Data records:
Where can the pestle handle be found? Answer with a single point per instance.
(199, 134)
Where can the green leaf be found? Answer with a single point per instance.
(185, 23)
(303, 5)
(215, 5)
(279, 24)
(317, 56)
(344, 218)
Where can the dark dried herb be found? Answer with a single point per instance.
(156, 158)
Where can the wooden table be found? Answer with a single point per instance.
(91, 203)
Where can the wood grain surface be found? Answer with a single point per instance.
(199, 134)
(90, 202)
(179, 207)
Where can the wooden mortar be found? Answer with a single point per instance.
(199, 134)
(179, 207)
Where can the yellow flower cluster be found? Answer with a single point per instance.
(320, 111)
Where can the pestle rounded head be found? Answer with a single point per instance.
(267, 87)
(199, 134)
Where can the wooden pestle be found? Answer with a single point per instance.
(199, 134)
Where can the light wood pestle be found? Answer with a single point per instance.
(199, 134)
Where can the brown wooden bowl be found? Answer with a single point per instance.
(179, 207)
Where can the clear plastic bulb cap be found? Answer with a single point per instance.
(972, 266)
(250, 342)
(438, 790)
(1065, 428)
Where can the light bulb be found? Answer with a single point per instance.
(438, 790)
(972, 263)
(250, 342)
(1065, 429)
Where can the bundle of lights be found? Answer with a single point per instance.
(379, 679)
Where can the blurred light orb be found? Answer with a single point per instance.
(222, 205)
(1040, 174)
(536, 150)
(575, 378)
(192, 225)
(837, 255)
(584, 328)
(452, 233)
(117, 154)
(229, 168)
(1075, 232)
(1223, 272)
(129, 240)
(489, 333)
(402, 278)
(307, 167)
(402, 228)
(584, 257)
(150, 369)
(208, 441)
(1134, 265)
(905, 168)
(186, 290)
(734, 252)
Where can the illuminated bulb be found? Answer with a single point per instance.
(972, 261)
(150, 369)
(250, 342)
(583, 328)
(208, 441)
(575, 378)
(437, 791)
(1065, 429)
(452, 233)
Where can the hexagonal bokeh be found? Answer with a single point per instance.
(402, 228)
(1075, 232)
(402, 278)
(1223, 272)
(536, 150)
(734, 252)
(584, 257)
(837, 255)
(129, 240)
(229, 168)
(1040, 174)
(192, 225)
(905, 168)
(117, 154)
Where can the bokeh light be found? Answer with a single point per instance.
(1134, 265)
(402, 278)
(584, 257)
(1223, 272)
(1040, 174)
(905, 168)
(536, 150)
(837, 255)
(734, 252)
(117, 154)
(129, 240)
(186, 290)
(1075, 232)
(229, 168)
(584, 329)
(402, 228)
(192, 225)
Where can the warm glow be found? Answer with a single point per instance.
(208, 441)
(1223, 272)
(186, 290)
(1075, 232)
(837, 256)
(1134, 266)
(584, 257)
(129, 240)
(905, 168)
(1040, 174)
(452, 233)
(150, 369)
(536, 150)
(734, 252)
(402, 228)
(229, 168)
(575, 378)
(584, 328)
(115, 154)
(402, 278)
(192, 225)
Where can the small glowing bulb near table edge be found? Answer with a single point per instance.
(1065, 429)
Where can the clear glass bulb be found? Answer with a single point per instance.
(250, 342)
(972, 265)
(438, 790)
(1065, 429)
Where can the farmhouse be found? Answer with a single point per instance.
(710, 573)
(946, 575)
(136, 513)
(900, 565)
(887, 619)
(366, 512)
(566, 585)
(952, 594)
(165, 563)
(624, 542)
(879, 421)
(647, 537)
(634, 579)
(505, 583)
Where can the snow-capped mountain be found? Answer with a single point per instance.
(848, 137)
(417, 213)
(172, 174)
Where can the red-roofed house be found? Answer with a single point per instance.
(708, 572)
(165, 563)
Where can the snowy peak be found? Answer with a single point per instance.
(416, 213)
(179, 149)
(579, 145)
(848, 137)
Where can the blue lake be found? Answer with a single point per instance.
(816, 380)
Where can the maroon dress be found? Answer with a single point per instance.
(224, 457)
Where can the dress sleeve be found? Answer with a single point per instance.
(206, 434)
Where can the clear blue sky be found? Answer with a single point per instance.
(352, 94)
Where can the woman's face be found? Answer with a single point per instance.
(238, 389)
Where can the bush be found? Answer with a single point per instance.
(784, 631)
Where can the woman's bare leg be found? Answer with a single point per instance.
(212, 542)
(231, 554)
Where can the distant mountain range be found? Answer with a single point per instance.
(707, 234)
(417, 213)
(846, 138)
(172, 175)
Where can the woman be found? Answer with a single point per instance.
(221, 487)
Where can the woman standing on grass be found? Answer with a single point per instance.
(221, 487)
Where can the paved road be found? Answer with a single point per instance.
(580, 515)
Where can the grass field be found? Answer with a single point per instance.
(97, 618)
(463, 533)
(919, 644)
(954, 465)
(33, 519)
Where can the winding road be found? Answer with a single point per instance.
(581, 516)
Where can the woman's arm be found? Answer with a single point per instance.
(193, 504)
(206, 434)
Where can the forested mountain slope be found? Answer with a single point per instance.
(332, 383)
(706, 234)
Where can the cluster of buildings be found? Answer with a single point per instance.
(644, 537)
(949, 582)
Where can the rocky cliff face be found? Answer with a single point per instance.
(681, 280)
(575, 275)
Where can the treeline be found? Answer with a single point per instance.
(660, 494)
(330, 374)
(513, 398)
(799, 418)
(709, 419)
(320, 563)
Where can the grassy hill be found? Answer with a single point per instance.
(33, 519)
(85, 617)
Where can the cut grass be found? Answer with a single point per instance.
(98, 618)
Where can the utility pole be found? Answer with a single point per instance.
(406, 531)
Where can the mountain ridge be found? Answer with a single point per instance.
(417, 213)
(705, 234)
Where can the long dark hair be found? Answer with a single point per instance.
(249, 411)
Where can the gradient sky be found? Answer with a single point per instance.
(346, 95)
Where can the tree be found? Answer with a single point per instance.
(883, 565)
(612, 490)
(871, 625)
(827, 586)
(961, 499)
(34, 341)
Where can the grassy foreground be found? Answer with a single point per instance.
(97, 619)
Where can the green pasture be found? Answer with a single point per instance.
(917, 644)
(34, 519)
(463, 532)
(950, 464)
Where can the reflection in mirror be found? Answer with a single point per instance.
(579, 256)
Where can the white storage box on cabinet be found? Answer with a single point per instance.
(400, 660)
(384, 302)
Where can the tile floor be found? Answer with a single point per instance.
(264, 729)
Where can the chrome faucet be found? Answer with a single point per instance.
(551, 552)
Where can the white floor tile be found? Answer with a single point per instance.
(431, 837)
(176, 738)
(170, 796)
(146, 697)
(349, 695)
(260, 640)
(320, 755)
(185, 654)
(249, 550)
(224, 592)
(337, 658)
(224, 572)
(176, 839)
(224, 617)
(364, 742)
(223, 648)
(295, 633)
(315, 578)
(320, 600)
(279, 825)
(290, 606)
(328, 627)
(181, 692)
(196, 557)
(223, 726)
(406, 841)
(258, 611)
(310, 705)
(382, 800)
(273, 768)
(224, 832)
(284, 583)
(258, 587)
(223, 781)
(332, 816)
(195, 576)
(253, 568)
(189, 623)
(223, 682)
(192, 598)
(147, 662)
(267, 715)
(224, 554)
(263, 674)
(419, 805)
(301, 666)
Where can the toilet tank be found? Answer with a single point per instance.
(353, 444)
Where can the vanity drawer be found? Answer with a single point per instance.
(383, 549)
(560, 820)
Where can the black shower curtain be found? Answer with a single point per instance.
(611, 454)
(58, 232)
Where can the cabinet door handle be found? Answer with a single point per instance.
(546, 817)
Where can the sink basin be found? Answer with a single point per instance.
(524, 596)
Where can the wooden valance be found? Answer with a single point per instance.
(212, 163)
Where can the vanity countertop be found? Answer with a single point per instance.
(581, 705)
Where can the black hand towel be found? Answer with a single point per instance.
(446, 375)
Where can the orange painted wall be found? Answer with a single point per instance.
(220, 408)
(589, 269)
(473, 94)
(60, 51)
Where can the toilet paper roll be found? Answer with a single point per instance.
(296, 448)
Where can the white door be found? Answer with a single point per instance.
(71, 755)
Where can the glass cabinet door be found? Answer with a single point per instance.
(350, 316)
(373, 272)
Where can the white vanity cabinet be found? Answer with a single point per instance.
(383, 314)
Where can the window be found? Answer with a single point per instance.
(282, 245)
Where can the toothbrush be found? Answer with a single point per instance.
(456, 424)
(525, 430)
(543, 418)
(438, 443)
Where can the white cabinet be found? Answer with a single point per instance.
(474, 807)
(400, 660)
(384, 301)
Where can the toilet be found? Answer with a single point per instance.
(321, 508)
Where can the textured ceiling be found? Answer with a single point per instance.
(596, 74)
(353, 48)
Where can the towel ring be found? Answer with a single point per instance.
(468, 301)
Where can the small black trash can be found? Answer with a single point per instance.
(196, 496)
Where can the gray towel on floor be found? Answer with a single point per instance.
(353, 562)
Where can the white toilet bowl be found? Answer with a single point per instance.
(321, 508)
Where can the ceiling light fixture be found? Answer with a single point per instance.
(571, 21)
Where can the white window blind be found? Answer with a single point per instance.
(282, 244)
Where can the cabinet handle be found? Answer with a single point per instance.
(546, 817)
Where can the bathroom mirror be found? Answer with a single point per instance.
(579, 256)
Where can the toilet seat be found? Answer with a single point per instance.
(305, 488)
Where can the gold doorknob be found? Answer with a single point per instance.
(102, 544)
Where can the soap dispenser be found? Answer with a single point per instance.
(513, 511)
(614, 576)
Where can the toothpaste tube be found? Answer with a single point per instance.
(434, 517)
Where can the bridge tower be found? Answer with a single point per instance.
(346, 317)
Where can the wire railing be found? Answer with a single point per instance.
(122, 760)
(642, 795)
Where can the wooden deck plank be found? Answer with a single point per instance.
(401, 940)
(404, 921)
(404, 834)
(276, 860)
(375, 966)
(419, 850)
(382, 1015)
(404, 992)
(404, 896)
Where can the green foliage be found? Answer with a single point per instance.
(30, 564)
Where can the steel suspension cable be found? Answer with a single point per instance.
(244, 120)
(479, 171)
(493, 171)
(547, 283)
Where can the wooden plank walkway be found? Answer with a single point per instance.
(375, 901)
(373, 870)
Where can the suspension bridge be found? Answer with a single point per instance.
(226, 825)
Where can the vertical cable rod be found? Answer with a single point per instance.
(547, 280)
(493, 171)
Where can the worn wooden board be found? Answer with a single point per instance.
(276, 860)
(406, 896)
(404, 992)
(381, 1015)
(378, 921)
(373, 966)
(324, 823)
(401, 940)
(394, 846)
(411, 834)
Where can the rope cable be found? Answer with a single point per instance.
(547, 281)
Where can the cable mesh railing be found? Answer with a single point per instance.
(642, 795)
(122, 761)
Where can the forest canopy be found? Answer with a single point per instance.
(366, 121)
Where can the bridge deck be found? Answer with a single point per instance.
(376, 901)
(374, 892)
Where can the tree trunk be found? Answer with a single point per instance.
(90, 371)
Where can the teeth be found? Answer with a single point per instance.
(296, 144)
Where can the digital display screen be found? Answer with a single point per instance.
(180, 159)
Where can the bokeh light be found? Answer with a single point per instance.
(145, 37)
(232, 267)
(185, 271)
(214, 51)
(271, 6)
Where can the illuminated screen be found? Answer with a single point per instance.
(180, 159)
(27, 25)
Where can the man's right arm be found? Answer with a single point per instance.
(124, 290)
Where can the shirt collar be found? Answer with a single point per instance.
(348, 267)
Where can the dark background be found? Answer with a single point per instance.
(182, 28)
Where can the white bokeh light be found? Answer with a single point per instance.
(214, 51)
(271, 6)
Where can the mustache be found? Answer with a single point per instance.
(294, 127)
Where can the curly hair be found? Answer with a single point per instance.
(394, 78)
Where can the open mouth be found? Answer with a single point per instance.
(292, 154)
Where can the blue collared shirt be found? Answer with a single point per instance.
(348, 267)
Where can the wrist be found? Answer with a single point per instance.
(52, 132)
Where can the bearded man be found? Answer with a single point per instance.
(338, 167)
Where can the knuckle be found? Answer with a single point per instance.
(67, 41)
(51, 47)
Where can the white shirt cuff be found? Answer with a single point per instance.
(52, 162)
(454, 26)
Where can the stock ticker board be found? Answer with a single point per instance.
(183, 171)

Problem details
Nothing but the lines from the one with "Where can the stock" through the final line of the data above should be output, exactly as written.

Result of the task
Where can the stock ticker board be found? Answer with a single point per instance.
(183, 171)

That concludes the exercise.